* THE PROBLEM
Return the passage on the principles of God's judgment below word for word, in full.

"Anything beyond the limits and grasp of the human mind is either illusion or futility; and because your god having to be one or the other of the two, in the first instance I should be mad to believe in him, and in the second a fool."

- Marquis de Sade


Principles of God's judgment


"Do not judge lest you be judged. For in the way you judge, you will be judged; and by your standard of measure, it will be measured to you. And why do you look at the speck that is in your brother's eye, but do not notice the log that is in your own eye?...You hypocrite, first take the log out of your own eye, and then you will see clearly to take the speck out of your brother's eye."

- Matthew 7:1-3, 5 NASB

"He who rejects Me, and does not receive My sayings, has one who judges him; the word I spoke is what will judge him at the last day."

- John 12:48 NASB

1. Civil and criminal matters

These are areas in which we are to judge. The Bible clearly and repeatedly gives parameters for judging legal and legislative disputes. One such verse comes from Leviticus 19:15 NIV: "Do not pervert justice; do not show partiality to the poor or favoritism to the great, but judge your neighbor fairly."

Humanity is free to make authoritative distinctions or judgments in the areas of civil and criminal matters when doing so by God's provisions as found in Scripture. These provisions are justice, impartiality, without bribery, and without hypocrisy. Along these guidelines, the act of judging actually glorifies God in that our judgments become a reflection of his own perfect attributes.

Civil and criminal judgment sets the all-important example of respecting authority. The respect of human authority both reminds us and teaches us to respect God's authority. Gods authority is ultimately to where human authority traces back its roots. Therefore in many cases, to obey earthly authority actually is to obey God's authority.

* DATASET ROWS
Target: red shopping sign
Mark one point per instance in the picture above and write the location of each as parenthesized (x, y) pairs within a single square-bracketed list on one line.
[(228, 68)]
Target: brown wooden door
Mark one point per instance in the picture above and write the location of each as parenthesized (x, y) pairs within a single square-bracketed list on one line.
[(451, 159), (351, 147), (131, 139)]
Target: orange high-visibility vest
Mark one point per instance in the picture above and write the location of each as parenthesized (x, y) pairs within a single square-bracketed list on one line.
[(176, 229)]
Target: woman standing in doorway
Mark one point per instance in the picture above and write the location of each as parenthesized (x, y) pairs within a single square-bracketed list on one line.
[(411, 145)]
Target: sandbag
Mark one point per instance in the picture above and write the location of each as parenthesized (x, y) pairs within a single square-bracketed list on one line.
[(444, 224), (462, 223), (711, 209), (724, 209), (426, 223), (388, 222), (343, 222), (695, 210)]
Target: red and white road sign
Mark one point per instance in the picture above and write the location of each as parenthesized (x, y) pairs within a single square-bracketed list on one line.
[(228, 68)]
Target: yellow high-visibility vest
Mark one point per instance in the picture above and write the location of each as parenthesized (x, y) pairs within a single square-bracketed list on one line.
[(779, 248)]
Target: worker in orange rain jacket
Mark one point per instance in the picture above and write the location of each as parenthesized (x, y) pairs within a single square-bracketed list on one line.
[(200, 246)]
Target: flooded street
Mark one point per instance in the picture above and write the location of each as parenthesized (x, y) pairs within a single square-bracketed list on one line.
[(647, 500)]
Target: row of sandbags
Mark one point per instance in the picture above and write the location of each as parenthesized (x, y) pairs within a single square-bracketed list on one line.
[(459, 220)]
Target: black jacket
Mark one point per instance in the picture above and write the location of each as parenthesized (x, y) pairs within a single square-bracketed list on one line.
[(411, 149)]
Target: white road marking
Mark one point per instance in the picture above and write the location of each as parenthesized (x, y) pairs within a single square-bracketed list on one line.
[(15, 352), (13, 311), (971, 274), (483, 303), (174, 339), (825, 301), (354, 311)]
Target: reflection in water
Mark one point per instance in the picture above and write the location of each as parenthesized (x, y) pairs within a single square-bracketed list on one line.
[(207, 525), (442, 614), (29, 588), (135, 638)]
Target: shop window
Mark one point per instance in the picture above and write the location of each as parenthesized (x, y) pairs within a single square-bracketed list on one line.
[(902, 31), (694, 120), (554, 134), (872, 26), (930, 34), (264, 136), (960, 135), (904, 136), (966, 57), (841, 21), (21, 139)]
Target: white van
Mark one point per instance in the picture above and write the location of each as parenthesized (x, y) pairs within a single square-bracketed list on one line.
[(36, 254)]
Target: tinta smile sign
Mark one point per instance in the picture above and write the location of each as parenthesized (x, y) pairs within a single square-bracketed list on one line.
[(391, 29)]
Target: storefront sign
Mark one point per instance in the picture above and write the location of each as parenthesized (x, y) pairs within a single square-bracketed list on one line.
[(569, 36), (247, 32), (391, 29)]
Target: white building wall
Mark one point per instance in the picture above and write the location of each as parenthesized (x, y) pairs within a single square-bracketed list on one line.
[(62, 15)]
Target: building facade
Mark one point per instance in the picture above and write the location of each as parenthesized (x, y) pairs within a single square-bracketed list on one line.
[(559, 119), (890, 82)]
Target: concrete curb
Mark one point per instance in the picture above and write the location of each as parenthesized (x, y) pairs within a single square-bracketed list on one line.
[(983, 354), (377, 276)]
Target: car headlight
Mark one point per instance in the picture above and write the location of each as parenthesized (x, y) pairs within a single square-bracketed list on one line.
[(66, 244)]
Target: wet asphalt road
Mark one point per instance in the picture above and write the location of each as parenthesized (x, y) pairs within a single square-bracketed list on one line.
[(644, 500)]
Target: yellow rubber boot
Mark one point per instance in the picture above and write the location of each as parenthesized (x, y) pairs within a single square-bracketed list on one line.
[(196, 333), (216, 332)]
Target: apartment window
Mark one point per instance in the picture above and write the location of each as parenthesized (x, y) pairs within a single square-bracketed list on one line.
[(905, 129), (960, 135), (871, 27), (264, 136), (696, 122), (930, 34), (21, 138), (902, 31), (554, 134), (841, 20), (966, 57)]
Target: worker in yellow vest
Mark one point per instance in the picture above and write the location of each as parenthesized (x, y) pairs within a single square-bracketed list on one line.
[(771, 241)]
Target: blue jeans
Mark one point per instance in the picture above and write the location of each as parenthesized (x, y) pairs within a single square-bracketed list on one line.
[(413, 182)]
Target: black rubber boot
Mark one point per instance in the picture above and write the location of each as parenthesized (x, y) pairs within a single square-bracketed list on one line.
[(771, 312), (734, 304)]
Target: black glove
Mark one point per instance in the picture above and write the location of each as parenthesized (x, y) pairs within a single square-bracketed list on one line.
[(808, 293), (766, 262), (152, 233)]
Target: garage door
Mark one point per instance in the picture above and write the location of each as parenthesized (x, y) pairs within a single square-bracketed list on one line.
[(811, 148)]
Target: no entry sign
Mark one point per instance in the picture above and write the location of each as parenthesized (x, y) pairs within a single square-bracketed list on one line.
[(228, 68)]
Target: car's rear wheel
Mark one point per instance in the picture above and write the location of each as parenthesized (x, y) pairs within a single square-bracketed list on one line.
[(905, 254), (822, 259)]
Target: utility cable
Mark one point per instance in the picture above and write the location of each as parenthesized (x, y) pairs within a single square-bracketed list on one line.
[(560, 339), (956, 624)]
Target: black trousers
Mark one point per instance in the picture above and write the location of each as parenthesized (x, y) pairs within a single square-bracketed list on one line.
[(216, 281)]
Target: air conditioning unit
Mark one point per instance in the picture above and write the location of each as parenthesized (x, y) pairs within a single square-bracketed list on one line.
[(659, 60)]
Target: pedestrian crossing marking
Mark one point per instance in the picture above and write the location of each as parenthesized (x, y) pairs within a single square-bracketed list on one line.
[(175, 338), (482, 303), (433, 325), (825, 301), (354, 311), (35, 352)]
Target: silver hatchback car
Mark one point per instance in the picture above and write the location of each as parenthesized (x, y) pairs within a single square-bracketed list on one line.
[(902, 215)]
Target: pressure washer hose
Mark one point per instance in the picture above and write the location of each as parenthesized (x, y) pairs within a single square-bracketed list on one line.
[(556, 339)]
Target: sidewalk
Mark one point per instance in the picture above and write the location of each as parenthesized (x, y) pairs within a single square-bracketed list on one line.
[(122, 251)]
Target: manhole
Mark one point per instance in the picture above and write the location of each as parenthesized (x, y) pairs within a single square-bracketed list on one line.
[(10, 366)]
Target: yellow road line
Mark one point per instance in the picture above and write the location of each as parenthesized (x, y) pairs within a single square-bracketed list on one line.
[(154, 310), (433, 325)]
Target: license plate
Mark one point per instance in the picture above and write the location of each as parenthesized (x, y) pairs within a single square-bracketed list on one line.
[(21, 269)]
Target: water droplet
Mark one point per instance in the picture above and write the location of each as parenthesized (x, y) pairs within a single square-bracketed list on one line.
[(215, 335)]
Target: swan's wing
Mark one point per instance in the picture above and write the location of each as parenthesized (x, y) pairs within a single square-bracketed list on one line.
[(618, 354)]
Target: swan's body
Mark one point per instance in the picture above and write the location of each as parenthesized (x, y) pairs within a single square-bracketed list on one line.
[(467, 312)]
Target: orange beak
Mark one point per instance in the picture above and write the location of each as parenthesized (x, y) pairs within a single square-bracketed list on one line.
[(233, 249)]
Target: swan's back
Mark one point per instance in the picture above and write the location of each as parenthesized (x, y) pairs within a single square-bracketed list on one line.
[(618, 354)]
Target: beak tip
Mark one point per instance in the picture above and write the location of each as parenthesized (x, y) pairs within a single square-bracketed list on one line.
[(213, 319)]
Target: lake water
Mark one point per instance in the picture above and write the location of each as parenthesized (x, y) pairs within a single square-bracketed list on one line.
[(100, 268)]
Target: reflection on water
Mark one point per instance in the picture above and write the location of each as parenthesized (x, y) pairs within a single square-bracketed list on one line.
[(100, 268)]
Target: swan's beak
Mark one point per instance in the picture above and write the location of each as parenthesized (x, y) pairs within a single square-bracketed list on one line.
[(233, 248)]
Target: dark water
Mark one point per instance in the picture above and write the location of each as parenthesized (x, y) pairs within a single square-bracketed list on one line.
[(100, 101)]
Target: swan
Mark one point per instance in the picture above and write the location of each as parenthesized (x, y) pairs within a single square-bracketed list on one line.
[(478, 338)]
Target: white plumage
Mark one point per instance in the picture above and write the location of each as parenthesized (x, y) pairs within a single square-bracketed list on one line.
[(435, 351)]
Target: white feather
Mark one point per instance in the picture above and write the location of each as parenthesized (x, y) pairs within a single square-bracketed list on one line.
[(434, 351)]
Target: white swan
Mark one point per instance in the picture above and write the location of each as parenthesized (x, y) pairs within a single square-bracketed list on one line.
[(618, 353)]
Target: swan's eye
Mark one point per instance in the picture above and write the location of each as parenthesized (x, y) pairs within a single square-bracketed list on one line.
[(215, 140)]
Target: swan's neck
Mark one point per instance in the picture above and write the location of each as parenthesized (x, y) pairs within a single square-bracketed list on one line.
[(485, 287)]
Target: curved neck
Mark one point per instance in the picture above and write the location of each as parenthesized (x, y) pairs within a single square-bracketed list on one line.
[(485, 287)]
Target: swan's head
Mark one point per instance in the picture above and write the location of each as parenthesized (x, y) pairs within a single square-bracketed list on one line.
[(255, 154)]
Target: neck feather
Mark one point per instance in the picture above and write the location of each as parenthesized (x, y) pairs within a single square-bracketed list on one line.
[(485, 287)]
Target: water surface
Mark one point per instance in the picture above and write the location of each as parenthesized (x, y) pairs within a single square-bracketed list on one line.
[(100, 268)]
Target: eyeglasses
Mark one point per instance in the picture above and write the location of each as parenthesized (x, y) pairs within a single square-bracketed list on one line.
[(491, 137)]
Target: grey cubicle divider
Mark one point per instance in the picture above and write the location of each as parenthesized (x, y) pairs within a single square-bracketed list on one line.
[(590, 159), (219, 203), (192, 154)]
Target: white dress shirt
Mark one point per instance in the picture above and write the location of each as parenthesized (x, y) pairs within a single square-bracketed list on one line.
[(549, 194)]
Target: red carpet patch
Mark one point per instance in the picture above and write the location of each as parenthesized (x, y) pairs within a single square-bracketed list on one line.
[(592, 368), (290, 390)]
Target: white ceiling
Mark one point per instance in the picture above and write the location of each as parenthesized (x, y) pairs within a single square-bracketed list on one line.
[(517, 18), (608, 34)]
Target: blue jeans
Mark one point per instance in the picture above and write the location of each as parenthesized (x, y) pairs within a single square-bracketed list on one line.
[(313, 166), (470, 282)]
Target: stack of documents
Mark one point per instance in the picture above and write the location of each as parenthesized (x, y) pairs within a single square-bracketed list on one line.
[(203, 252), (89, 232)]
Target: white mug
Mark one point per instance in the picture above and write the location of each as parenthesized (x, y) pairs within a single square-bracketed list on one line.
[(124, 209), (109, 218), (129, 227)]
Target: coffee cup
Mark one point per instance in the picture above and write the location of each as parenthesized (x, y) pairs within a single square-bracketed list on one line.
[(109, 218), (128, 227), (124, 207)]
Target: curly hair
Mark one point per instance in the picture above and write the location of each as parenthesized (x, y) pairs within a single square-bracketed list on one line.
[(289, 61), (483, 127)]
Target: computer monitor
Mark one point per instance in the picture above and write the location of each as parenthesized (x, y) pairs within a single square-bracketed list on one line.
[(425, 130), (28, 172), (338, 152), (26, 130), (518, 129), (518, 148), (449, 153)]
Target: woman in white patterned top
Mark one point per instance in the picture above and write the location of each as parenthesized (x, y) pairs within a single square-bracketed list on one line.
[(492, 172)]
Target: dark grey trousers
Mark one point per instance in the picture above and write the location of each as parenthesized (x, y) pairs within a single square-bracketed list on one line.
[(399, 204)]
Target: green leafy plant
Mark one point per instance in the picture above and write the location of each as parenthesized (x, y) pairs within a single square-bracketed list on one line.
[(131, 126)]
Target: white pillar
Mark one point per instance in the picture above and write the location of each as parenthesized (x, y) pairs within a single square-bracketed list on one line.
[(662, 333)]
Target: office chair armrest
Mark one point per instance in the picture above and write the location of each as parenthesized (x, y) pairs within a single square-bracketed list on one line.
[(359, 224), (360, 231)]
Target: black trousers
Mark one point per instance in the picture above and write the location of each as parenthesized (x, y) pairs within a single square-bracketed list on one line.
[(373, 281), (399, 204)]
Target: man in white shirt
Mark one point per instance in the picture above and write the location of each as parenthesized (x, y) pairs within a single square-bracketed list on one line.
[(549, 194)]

* EXERCISE ANSWER
"Anything beyond the limits and grasp of the human mind is either illusion or futility; and because your god having to be one or the other of the two, in the first instance I should be mad to believe in him, and in the second a fool."

- Marquis de Sade


Principles of God's judgment


"Do not judge lest you be judged. For in the way you judge, you will be judged; and by your standard of measure, it will be measured to you. And why do you look at the speck that is in your brother's eye, but do not notice the log that is in your own eye?...You hypocrite, first take the log out of your own eye, and then you will see clearly to take the speck out of your brother's eye."

- Matthew 7:1-3, 5 NASB

"He who rejects Me, and does not receive My sayings, has one who judges him; the word I spoke is what will judge him at the last day."

- John 12:48 NASB

1. Civil and criminal matters

These are areas in which we are to judge. The Bible clearly and repeatedly gives parameters for judging legal and legislative disputes. One such verse comes from Leviticus 19:15 NIV: "Do not pervert justice; do not show partiality to the poor or favoritism to the great, but judge your neighbor fairly."

Humanity is free to make authoritative distinctions or judgments in the areas of civil and criminal matters when doing so by God's provisions as found in Scripture. These provisions are justice, impartiality, without bribery, and without hypocrisy. Along these guidelines, the act of judging actually glorifies God in that our judgments become a reflection of his own perfect attributes.

Civil and criminal judgment sets the all-important example of respecting authority. The respect of human authority both reminds us and teaches us to respect God's authority. Gods authority is ultimately to where human authority traces back its roots. Therefore in many cases, to obey earthly authority actually is to obey God's authority.